◆ **Problem description**
Reproduce the listing below line for line, leaving out the pictures.

[Entries from a pointing dataset]
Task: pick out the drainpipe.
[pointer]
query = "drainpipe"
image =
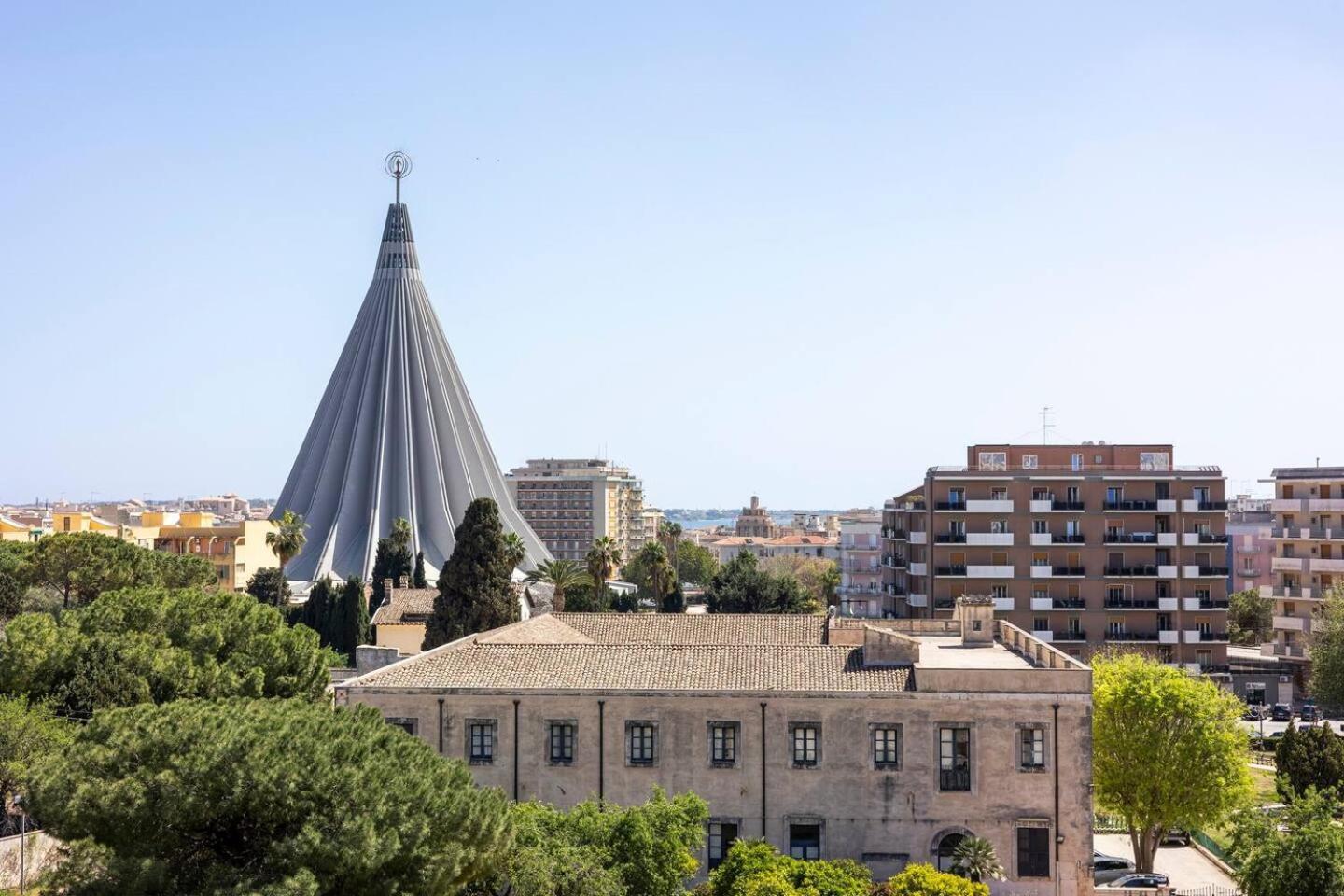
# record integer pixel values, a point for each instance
(1059, 835)
(763, 773)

◆ **The reply**
Task: pick out the drainpipe.
[pointer]
query = "drainpipe"
image =
# record integer pixel values, a point for each instance
(1059, 835)
(763, 773)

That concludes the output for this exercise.